## Task instructions
Tally the lines below that hold the string "metal", and give only the tally.
------------------------------------------------------------
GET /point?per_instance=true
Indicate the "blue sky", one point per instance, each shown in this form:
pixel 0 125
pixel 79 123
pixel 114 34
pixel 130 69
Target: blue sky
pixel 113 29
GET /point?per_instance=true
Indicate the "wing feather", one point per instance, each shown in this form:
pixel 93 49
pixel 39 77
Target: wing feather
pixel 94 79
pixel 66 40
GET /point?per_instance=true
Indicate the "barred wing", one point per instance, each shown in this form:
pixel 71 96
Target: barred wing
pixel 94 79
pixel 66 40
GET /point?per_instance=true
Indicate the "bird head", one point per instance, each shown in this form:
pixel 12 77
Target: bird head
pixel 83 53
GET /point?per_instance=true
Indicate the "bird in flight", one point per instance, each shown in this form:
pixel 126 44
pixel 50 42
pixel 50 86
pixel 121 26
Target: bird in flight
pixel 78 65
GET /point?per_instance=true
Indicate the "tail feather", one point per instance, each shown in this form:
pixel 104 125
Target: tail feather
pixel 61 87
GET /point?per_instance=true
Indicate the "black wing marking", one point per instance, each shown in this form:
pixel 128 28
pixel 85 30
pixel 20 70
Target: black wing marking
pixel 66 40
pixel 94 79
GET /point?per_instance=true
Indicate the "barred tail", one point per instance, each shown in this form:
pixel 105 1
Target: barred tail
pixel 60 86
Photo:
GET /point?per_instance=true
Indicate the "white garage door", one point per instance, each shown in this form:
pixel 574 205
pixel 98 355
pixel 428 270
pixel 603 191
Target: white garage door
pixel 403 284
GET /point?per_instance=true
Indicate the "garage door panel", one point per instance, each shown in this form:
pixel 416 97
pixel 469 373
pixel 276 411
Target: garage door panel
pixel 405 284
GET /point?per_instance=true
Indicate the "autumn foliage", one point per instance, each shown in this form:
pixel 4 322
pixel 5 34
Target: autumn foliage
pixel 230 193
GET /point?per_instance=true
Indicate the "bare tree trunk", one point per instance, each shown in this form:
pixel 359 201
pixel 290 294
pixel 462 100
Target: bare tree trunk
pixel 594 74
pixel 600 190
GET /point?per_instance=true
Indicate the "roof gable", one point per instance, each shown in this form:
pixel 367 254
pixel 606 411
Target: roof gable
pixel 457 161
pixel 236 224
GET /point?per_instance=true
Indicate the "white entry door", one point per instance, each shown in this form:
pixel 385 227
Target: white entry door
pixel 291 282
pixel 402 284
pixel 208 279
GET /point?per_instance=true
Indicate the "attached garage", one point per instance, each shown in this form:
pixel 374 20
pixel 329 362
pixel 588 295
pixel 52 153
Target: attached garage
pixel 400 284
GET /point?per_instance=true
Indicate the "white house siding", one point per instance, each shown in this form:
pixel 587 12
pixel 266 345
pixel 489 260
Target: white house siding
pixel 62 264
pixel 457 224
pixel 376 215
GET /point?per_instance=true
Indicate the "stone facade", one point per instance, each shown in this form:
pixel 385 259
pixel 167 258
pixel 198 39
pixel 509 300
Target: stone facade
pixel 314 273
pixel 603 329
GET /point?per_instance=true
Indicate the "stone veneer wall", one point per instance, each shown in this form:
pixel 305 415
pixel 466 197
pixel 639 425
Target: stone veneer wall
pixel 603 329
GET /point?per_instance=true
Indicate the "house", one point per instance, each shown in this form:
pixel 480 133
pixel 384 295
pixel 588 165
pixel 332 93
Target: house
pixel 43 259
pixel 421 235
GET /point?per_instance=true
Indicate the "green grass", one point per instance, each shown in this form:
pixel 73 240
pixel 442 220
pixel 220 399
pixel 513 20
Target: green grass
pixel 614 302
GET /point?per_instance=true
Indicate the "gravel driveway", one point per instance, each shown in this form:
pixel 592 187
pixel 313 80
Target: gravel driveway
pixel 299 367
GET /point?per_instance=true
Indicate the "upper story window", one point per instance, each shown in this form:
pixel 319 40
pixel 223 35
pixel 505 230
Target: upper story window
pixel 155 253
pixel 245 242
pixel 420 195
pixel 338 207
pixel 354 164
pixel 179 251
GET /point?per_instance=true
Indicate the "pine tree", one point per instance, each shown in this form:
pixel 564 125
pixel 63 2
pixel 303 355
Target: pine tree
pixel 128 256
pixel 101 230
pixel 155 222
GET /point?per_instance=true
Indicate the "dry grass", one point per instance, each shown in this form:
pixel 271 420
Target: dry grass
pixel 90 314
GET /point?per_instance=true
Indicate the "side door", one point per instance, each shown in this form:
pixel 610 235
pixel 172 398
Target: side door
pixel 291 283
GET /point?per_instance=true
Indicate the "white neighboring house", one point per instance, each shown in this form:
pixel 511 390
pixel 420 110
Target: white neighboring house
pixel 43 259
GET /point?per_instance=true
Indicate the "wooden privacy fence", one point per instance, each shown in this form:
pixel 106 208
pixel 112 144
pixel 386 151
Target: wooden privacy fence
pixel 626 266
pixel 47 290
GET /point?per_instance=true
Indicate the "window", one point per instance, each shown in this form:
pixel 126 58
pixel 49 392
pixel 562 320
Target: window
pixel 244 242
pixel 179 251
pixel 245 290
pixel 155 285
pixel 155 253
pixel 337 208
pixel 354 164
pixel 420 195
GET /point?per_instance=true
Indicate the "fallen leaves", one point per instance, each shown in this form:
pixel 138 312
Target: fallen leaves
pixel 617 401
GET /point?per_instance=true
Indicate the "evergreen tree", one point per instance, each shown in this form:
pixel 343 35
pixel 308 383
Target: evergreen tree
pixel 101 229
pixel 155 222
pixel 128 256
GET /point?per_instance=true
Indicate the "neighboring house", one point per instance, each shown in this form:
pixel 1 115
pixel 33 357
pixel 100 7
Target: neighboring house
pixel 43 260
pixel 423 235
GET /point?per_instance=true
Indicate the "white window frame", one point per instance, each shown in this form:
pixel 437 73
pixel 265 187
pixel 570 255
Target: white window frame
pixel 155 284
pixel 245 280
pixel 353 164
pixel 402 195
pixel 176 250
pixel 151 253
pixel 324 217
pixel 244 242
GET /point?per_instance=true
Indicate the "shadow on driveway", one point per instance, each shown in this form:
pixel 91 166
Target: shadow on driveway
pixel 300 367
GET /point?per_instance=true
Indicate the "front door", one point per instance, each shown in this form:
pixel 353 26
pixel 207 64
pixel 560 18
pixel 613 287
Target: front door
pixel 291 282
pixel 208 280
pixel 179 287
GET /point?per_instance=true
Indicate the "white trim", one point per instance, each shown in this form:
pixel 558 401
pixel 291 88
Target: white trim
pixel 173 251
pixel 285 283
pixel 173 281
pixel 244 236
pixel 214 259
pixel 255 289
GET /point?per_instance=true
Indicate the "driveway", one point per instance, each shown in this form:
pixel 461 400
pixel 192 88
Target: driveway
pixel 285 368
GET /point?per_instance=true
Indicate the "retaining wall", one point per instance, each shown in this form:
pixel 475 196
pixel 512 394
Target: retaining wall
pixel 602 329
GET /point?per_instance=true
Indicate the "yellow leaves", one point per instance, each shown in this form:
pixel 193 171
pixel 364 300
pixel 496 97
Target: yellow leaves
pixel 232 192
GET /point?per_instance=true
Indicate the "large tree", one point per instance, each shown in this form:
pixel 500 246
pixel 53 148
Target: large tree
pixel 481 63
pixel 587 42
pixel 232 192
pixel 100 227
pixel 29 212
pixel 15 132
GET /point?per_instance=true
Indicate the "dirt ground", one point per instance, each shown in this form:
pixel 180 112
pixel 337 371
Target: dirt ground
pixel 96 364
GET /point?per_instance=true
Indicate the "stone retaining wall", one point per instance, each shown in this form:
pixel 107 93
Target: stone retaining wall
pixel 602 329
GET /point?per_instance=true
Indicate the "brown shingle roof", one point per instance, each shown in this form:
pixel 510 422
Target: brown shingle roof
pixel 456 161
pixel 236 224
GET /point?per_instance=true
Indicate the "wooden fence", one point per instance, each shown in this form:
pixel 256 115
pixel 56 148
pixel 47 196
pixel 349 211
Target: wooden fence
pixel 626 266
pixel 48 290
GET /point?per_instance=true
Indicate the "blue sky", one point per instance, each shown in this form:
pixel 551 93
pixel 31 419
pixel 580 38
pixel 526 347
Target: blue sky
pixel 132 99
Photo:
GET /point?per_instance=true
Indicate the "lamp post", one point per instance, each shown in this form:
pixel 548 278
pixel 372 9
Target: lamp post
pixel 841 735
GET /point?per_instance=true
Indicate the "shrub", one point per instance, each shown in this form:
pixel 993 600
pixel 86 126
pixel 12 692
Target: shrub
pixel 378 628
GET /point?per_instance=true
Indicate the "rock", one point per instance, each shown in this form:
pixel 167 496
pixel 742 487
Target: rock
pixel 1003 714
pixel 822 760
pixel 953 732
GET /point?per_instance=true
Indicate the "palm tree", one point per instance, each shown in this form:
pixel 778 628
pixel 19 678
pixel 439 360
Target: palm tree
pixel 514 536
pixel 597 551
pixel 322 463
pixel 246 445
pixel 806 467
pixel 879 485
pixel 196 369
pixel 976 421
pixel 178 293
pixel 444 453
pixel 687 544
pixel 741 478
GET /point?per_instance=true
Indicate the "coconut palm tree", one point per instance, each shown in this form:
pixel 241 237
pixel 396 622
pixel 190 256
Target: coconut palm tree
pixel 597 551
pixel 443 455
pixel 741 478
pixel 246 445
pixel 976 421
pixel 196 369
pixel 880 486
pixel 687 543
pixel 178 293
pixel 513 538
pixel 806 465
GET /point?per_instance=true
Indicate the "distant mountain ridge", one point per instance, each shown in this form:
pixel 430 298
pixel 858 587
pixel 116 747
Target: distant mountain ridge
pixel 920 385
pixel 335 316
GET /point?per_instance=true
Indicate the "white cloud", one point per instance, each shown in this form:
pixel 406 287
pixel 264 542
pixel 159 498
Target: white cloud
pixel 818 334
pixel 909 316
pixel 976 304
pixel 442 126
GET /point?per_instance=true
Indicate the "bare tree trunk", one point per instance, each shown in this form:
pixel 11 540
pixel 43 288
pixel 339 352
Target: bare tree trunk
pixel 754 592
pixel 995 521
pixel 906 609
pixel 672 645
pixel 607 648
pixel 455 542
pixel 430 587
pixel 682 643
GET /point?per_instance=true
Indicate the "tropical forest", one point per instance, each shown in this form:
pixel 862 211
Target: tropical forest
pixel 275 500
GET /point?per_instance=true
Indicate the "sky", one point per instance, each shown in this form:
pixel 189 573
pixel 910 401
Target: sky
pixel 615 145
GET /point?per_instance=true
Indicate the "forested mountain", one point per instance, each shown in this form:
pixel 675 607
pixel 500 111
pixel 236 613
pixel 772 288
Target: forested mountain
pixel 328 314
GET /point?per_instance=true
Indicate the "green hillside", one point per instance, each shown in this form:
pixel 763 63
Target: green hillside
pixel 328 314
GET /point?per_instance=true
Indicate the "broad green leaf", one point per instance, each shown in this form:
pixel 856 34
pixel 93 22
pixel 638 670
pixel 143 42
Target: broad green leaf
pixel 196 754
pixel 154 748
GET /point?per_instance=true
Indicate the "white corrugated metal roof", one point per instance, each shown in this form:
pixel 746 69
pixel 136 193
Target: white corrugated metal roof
------------------------------------------------------------
## Result for this task
2